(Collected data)

□ □ □ □

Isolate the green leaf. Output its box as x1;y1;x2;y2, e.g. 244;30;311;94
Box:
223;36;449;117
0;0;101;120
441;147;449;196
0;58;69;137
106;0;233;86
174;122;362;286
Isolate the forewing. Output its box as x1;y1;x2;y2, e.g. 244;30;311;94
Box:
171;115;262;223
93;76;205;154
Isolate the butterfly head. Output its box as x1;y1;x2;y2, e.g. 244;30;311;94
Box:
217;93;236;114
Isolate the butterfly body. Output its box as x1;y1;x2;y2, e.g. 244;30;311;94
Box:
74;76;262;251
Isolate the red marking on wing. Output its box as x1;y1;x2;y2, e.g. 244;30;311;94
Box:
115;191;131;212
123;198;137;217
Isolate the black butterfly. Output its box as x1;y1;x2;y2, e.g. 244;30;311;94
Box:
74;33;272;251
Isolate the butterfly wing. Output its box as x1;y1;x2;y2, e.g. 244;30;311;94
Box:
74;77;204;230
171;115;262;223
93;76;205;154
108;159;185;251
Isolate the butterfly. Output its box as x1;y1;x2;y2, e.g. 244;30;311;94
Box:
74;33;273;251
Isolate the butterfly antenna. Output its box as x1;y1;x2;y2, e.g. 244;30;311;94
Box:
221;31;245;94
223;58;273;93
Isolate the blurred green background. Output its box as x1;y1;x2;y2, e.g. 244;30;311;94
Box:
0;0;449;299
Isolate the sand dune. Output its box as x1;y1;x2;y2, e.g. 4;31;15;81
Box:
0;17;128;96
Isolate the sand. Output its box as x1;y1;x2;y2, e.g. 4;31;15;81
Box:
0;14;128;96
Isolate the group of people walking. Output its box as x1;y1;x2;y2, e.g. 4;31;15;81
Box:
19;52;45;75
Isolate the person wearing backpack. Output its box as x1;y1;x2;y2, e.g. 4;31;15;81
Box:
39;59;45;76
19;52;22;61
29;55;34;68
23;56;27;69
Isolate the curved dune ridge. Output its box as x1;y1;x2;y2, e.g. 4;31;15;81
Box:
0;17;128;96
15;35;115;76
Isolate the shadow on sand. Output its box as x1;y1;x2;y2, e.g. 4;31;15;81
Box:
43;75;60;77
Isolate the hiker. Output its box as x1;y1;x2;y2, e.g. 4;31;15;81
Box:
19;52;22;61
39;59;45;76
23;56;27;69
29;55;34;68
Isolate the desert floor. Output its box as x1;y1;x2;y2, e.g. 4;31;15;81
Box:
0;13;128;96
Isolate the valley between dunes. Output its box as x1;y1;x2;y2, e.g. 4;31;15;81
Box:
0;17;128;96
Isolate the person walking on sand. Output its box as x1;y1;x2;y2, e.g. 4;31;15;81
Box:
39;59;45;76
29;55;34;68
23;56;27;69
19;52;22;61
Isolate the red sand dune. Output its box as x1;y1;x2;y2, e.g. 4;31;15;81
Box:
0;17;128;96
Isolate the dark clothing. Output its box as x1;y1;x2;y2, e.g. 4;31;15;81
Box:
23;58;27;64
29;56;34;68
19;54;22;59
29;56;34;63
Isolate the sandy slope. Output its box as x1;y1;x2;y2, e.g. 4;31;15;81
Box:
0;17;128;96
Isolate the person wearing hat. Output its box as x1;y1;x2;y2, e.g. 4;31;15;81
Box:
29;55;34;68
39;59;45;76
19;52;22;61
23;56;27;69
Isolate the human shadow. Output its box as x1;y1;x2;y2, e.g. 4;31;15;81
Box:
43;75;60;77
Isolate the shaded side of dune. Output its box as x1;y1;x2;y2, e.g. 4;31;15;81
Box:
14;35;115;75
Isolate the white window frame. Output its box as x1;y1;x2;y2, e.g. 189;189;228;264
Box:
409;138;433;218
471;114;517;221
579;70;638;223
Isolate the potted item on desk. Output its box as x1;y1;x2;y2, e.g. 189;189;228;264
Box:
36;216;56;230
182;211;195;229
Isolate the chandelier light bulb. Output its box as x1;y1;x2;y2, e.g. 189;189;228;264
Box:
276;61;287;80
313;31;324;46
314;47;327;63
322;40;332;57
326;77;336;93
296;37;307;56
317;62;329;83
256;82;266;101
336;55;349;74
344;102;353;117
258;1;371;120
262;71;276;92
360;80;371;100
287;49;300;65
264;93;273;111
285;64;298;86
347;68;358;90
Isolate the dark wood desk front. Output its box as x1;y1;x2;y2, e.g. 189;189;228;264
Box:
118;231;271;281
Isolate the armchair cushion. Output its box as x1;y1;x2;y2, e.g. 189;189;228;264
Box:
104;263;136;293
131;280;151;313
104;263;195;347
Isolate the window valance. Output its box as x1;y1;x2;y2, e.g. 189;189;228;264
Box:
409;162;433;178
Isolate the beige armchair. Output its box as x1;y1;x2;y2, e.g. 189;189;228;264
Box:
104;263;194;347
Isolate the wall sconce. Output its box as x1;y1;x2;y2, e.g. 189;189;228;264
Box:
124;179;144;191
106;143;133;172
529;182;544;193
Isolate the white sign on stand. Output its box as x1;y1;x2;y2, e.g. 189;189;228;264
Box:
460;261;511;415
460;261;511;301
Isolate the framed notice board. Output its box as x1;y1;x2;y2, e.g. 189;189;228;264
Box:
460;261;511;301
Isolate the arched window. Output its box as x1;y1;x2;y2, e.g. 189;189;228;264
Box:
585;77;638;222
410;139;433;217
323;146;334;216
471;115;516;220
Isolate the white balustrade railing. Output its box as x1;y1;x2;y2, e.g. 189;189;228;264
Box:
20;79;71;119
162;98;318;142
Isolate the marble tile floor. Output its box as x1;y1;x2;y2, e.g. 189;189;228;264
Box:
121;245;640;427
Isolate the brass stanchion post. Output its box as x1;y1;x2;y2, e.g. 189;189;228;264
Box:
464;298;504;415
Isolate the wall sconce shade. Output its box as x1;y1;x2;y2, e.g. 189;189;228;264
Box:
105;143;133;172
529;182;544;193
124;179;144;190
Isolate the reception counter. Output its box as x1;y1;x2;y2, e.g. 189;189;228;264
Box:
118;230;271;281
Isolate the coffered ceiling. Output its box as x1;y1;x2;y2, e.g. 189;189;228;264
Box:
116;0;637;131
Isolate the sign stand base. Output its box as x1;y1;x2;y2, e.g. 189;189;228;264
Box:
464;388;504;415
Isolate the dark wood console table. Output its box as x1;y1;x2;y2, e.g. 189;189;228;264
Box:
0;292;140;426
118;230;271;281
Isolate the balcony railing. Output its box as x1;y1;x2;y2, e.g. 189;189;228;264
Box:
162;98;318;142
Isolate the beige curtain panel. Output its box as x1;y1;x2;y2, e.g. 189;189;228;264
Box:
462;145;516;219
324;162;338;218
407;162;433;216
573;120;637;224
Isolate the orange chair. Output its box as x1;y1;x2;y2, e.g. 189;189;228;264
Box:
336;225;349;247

□ □ □ □

Format the records from their first line through the line containing "0;13;128;96" as a JSON list of strings, with one string per line and blank lines omitted.

[
  "Isolate the green leaf. Output its box as x1;y1;x2;y2, e.g. 244;30;311;94",
  "Box:",
  "223;36;449;117",
  "0;0;101;120",
  "441;147;449;196",
  "0;58;69;137",
  "106;0;233;86",
  "174;122;362;286",
  "Isolate the forewing. Output its box as x1;y1;x2;y2, e.g. 244;30;311;94",
  "Box:",
  "171;115;262;223",
  "93;76;205;154",
  "Isolate the butterfly head. Output its box as x1;y1;x2;y2, e.g. 244;30;311;94",
  "Box:",
  "217;93;236;114",
  "Isolate the butterfly body. Output its box as x1;y1;x2;y2, e.g. 244;30;311;94",
  "Box:",
  "74;76;262;251",
  "Isolate the red marking on wing. Output its box as x1;y1;x2;y2, e.g. 244;30;311;94",
  "Box:",
  "115;191;131;212",
  "123;198;137;217",
  "Isolate the black butterfly. Output its box as x1;y1;x2;y2, e.g. 244;30;311;94",
  "Box:",
  "74;33;272;251",
  "Isolate the butterfly wing. Output its box as x1;y1;x2;y2, e.g. 244;30;311;94",
  "Box:",
  "74;77;204;230",
  "171;115;262;223",
  "93;76;205;154",
  "108;159;185;251",
  "Isolate the butterfly. Output its box as x1;y1;x2;y2, e.g. 244;30;311;94",
  "Box:",
  "74;33;273;251",
  "Isolate the butterfly antenna. Output its box as x1;y1;x2;y2, e.g. 244;30;311;94",
  "Box:",
  "221;31;245;94",
  "223;58;273;93",
  "Isolate the blurred green background. Output its box as x1;y1;x2;y2, e.g. 244;30;311;94",
  "Box:",
  "0;0;449;299",
  "Isolate the sand dune. Output its box as x1;y1;x2;y2, e.g. 4;31;15;81",
  "Box:",
  "0;17;128;96",
  "Isolate the sand. Output its box as x1;y1;x2;y2, e.g. 4;31;15;81",
  "Box:",
  "0;14;128;96",
  "Isolate the group of people walking. Output its box as x1;y1;x2;y2, e.g. 4;31;15;81",
  "Box:",
  "19;52;45;75",
  "Isolate the person wearing backpack. Output its box as x1;y1;x2;y2, e.g. 4;31;15;81",
  "Box:",
  "39;59;45;76",
  "19;52;22;61",
  "29;55;34;68",
  "23;56;27;69",
  "Isolate the curved dune ridge. Output its box as x1;y1;x2;y2, e.g. 4;31;15;81",
  "Box:",
  "0;17;128;96",
  "15;35;115;76",
  "Isolate the shadow on sand. Output its box as x1;y1;x2;y2, e.g. 4;31;15;81",
  "Box:",
  "43;75;60;77",
  "Isolate the hiker. Output its box as x1;y1;x2;y2, e.g. 4;31;15;81",
  "Box:",
  "19;52;22;61",
  "39;59;45;76",
  "23;56;27;69",
  "29;55;34;68",
  "Isolate the desert floor. Output its box as x1;y1;x2;y2, e.g. 4;31;15;81",
  "Box:",
  "0;13;128;96"
]